Assigned task → Everything in the records is to be written out exactly, except the pictures.

Extracted material →
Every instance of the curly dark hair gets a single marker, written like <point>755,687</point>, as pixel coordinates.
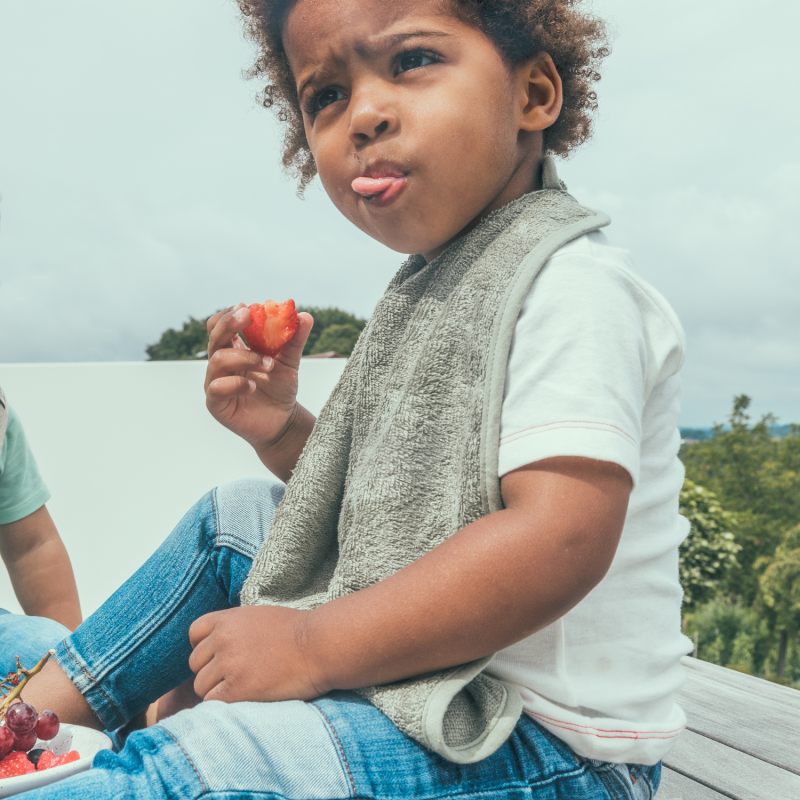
<point>575,40</point>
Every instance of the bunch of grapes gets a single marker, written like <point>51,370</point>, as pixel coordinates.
<point>24,726</point>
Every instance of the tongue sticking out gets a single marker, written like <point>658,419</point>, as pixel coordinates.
<point>368,187</point>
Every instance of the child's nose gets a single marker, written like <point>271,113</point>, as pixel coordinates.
<point>370,117</point>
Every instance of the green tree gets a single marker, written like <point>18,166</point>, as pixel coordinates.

Result for this task →
Every instance of the curly dark hair gets a single marker, written like <point>755,687</point>, as pixel coordinates.
<point>575,40</point>
Every instance of the bunch of grapes gets a single marker, written like <point>51,370</point>, as pixel coordinates.
<point>24,726</point>
Every instance of the tongue sticking out gets a single marker, written like <point>658,419</point>, as pixel coordinates.
<point>368,187</point>
Every instance of the child's nose gets a single marker, written like <point>271,113</point>, as pixel coordinates.
<point>370,117</point>
Every instance of the green tree gets a single marker, written like <point>18,166</point>, as pixel coordinates.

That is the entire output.